═══ Given information ═══
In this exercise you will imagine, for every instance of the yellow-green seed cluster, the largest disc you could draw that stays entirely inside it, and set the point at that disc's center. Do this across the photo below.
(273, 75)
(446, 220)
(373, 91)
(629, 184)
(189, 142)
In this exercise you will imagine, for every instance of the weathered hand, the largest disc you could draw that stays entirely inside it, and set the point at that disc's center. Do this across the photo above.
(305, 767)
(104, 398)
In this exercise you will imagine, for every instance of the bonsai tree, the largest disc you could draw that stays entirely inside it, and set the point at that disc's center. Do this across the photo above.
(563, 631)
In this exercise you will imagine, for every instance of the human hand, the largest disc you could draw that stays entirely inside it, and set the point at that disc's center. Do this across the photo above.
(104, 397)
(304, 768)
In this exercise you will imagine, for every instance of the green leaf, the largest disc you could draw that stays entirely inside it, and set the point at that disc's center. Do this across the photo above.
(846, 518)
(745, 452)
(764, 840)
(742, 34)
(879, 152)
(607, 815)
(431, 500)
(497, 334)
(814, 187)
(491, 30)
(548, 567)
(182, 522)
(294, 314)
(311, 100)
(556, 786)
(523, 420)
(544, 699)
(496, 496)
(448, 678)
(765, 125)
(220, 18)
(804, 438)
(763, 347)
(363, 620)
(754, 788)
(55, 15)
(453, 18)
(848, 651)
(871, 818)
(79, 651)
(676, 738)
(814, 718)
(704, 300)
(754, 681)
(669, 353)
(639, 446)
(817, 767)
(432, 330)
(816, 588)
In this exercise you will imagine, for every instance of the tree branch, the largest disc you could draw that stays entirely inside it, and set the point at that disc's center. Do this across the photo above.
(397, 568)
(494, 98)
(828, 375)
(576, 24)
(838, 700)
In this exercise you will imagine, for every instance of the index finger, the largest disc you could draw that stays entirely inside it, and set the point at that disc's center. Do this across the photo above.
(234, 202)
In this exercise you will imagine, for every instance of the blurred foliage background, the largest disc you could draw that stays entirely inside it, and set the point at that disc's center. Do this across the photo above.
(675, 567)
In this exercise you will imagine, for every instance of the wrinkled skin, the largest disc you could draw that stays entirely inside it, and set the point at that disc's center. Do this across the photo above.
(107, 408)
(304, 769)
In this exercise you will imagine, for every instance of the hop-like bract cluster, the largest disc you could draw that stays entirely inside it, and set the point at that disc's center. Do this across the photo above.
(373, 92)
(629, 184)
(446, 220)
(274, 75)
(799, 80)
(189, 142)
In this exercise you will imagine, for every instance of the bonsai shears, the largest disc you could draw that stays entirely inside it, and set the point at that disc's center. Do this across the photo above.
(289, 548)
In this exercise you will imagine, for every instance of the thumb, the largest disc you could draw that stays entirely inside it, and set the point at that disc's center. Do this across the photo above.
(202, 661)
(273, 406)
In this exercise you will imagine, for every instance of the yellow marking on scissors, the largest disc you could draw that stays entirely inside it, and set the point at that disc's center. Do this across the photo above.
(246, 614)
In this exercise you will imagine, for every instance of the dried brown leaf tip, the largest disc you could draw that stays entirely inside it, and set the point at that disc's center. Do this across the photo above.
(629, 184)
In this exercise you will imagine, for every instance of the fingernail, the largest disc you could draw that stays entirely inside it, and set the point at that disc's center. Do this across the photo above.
═══
Given request:
Please repeat the listing above in full and exactly.

The completed task:
In this exercise you will imagine, for every instance of the yellow-green seed cluster, the largest disc you could draw that stays entirely inside it, and set the point at that disc's center. Do this across the photo below.
(273, 75)
(446, 220)
(373, 91)
(629, 184)
(189, 142)
In this exercise you will imagine, for every instance of the weathered hand, the largest disc you could draw that stays entirely inside it, and set the point at that disc's center. Do this across the photo above.
(305, 767)
(104, 398)
In this exercise you will imagine, for every instance of the bonsai tree, the largest disc you could draw that stays entirely inside it, and set the point at that disc's center. Do this across the photo above.
(563, 631)
In this exercise you will imagine, for every instance of the human hand, the largest disc you could draw that stays entirely inside it, and set the point at that disc's center. Do this across the photo above.
(104, 397)
(304, 768)
In this exercise you will imagine, for every instance of the green leaf, the largest disc you could draw that stays entirely inside it, and set the point at that disc's center. Do this across the photo above.
(846, 518)
(745, 452)
(764, 840)
(742, 34)
(879, 152)
(607, 815)
(431, 500)
(497, 334)
(814, 187)
(491, 30)
(548, 567)
(182, 522)
(294, 314)
(311, 100)
(556, 786)
(523, 420)
(544, 699)
(496, 496)
(448, 678)
(765, 125)
(220, 18)
(804, 438)
(763, 347)
(363, 620)
(754, 788)
(55, 15)
(453, 18)
(848, 651)
(871, 818)
(79, 651)
(676, 738)
(814, 718)
(704, 300)
(754, 681)
(669, 353)
(639, 446)
(817, 767)
(432, 330)
(816, 588)
In this exercise you will imagine, for every instance of the tree branch, the largest disc you could draw that stays entirely inside it, and set the point at that disc's center. Do this across the photo above.
(397, 568)
(494, 98)
(828, 375)
(576, 24)
(838, 700)
In this exercise you will imagine, for every instance of the index finger, the largest disc you could draw that stays entirely inside it, and set the point at that disc's center. Do this across the photo above.
(234, 202)
In this exercise you will imagine, for every instance of the blurred foliage background, the largest disc you could draw that stays entirely inside it, and set the point at that disc's center. Do this across the photo above.
(675, 567)
In this exercise you will imagine, for every instance of the wrinkled skin, the largest disc you could draw that stays entirely inside it, and set the point at that disc's center. Do this across the photo above.
(107, 408)
(304, 769)
In this exercise you will imagine, for every instance of the hop-like bract cluster, the largest disc you could draw that stays entirely inside it, and set the point at that disc's center. Do this across the photo above.
(373, 92)
(629, 184)
(446, 220)
(274, 75)
(799, 80)
(189, 142)
In this exercise you will imagine, for every instance of the bonsai shears, the largest disc you could draw that stays entirely inside it, and set the point at that disc's center. Do this across the photo above.
(289, 548)
In this exercise you will imagine, for every instance of the thumb, the largest disc you could draw that stays entirely inside it, and set the point at that disc's center. Do this across the photo above.
(202, 661)
(273, 406)
In this exercise you will imagine, for every instance of the yellow marking on scissors, the largest disc you could draw that stays entirely inside it, and set the point at that disc's center. Do this across the photo above.
(246, 614)
In this exercise you will imagine, for every instance of the dried brown leaf tip, the largest disc you could draw that stays entirely inside it, and set the point at that disc's center. Do this across the photo above.
(629, 184)
In this exercise you will imagine, for every instance of the fingernail, the largest disc you could draw that stays entirely inside it, and set the point at that disc's center. Do this across the photo above.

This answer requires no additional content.